§ RECORDS SUPPLIED
━━━━━━━━
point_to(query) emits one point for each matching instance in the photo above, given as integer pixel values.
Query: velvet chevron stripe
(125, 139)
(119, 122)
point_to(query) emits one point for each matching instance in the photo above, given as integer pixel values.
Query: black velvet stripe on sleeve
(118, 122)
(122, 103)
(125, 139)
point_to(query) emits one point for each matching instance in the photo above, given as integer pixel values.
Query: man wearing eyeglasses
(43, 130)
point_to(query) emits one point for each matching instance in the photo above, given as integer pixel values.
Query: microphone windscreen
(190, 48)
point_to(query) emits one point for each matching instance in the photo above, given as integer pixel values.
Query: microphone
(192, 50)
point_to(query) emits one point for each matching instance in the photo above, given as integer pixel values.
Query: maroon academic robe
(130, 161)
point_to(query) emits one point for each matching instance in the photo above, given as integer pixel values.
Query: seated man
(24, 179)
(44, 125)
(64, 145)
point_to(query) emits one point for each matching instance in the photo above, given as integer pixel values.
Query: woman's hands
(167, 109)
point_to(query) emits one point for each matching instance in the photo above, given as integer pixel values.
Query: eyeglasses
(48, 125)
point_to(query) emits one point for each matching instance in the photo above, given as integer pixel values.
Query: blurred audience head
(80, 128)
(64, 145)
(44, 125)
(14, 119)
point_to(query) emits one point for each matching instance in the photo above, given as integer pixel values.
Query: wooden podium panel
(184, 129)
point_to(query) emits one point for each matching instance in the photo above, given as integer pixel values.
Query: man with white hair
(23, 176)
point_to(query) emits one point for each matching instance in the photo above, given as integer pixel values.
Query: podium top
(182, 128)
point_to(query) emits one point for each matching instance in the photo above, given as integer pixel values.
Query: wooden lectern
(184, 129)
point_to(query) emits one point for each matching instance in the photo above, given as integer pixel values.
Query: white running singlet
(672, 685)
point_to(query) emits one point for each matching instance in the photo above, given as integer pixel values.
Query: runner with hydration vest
━━━━━━━━
§ ACTIVITY
Go through the material and write each line out again exactly.

§ PROBLEM SOLUTION
point_to(query) emits one point for each matching instance in the photo above, given as integer pixel values.
Query: velvet chevron stripe
(125, 139)
(119, 122)
point_to(query) emits one point for each matching instance in the photo above, given as integer pixel values.
Query: black velvet stripe on sleeve
(118, 122)
(122, 103)
(125, 139)
point_to(query) emits one point for each matching instance in the photo above, given as integer pixel values.
Query: man wearing eyeglasses
(43, 130)
point_to(query) emits one point for each matching instance in the photo above, given as integer pixel values.
Query: microphone windscreen
(190, 48)
point_to(query) emits one point for each matching instance in the photo above, given as integer pixel values.
Query: microphone
(192, 50)
point_to(query) emits one point for each matching instance in the photo above, given as integer pixel values.
Query: maroon academic robe
(130, 161)
point_to(query) emits one point for each matching instance in the photo above, given as integer pixel values.
Query: seated man
(24, 179)
(44, 125)
(64, 145)
point_to(query) emits one point for each matching instance in the photo above, given as integer pixel values.
Query: woman's hands
(167, 109)
point_to(query) emits one point for each matching instance in the photo above, given as integer pixel values.
Query: eyeglasses
(48, 125)
point_to(query) emits one point for each matching instance in the photo above, given as integer pixel values.
Query: blurred audience head
(80, 128)
(64, 145)
(44, 125)
(14, 119)
point_to(query) emits one point for each matching instance in the photo above, given as integer pixel values.
Query: wooden podium panel
(184, 129)
point_to(query) emits one point for each matching instance in the photo above, given as integer pixel values.
Query: man with white hair
(23, 176)
point_to(query) emits one point for each matching instance in the photo above, given as integer pixel values.
Query: podium top
(182, 128)
point_to(query) emits one point for each matching instance in the photo above, given as integer pixel values.
Query: wooden lectern
(184, 129)
point_to(query) emits one point for each matching instance in the photo above, given as integer pixel values.
Query: white running singlet
(672, 685)
point_to(query) emits one point for each matching instance in the photo above, given as integer pixel values.
Query: runner with hydration vest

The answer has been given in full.